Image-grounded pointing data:
= = =
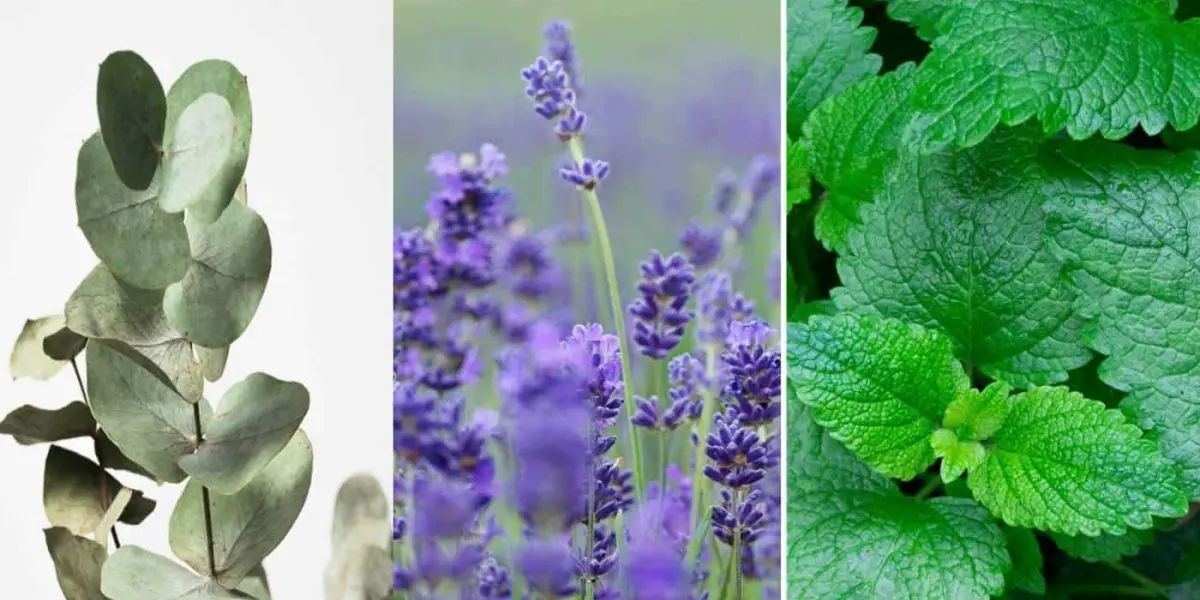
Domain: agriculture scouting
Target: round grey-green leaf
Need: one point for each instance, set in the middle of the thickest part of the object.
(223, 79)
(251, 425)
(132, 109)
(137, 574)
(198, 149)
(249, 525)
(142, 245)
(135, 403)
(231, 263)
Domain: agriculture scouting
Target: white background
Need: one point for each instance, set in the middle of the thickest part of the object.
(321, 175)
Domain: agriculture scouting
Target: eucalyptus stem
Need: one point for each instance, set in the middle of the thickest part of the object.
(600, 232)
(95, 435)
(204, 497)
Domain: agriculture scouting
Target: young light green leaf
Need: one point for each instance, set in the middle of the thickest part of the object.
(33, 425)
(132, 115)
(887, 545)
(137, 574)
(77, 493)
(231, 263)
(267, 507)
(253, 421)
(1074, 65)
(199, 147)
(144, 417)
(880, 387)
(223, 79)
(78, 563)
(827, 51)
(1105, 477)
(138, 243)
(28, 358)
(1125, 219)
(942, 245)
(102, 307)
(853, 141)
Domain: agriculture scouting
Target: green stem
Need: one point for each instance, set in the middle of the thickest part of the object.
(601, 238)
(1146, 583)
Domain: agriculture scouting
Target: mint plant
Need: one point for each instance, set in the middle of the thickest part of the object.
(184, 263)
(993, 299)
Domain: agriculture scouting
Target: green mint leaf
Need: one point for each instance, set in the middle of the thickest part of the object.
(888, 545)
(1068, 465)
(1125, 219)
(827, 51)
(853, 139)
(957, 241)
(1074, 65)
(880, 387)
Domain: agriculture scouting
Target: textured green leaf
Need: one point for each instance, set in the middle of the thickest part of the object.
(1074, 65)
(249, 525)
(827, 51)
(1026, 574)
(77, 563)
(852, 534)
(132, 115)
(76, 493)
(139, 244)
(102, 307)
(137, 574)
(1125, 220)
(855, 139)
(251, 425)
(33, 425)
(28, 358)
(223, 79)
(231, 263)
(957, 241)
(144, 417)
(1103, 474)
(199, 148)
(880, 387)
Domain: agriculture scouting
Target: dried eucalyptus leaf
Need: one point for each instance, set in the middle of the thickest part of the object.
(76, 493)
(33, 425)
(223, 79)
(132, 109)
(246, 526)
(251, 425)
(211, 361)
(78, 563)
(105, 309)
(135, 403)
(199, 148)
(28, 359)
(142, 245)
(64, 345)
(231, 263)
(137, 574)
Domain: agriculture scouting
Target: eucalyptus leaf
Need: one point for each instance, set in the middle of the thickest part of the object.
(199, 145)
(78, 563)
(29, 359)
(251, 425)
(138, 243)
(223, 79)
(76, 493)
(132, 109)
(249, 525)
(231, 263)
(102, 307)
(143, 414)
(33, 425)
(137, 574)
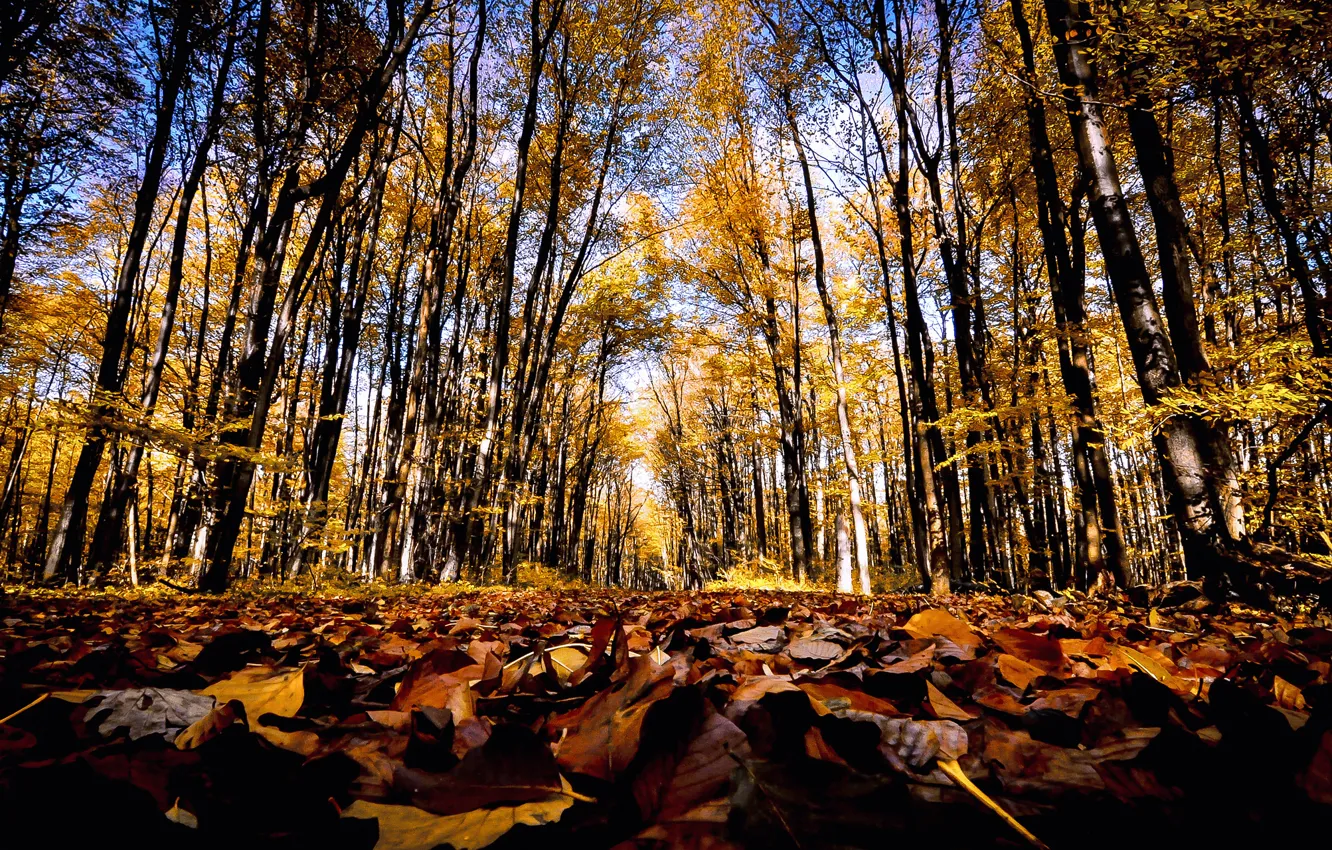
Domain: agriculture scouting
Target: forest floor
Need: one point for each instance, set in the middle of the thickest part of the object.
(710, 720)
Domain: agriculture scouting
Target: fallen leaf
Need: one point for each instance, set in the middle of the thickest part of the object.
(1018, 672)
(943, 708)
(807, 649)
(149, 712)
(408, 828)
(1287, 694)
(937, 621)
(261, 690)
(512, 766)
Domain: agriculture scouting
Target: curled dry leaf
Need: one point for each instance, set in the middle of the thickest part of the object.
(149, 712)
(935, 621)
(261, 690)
= = =
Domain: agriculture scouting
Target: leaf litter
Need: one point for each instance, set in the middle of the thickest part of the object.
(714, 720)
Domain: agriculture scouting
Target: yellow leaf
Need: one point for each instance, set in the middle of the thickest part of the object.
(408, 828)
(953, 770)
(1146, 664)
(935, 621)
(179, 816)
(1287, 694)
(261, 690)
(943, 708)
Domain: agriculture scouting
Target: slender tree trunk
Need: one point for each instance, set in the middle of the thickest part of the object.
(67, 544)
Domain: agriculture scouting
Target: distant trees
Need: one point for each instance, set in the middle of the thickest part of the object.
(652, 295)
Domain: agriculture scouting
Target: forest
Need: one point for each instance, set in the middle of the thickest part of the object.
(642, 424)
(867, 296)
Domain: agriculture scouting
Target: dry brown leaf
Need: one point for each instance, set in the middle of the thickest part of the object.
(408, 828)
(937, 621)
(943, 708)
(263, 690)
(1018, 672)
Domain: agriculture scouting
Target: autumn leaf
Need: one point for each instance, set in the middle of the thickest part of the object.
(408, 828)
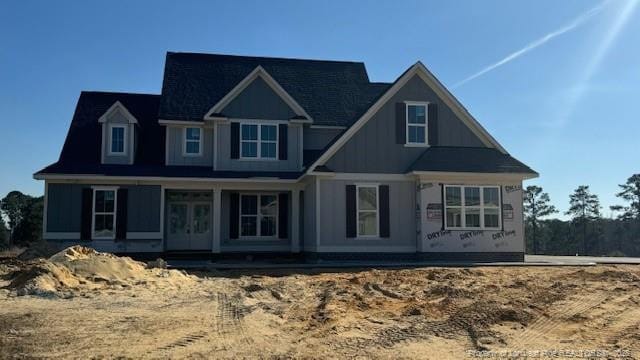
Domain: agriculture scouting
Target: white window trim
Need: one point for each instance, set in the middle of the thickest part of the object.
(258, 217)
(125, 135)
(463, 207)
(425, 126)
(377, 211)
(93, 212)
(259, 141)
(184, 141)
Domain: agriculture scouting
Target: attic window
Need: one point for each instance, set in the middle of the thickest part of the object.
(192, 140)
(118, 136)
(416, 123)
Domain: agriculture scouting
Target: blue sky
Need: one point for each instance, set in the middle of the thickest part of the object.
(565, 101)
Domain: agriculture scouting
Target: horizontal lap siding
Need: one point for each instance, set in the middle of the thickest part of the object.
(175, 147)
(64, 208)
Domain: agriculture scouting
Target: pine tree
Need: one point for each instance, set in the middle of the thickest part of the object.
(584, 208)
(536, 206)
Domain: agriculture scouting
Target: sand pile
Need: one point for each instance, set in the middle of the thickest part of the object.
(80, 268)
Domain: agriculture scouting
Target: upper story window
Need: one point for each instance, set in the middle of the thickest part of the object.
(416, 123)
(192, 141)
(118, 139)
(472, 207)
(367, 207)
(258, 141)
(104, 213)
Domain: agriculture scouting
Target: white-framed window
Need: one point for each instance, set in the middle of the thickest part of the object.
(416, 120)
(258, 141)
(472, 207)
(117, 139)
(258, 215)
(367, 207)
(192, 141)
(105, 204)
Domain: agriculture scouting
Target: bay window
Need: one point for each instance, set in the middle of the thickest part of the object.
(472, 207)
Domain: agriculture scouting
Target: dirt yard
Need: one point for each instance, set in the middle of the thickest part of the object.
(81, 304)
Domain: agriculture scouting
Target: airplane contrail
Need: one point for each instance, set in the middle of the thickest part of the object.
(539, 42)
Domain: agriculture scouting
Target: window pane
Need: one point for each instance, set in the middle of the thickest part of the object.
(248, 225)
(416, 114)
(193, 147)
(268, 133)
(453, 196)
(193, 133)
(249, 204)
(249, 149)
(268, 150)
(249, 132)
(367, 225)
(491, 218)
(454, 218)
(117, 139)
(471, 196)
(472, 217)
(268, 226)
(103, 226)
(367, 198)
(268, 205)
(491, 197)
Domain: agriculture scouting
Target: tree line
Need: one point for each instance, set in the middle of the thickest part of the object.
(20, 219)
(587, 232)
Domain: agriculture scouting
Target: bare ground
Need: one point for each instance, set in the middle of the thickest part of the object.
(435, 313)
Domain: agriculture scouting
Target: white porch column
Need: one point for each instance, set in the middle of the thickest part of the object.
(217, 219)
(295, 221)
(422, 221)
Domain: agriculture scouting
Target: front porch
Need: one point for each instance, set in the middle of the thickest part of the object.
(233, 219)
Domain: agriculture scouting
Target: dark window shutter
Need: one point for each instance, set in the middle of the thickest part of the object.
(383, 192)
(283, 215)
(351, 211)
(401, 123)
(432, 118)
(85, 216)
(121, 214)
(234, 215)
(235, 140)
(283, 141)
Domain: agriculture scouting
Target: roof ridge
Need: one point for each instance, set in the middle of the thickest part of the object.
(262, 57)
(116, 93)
= = =
» **What you should do**: Show every line in the records above that contains the word "window".

» **Your response**:
Target: white window trim
Target: attic window
Target: upper story window
Target: white-framed window
Target: bay window
Target: window pane
Target: dark window shutter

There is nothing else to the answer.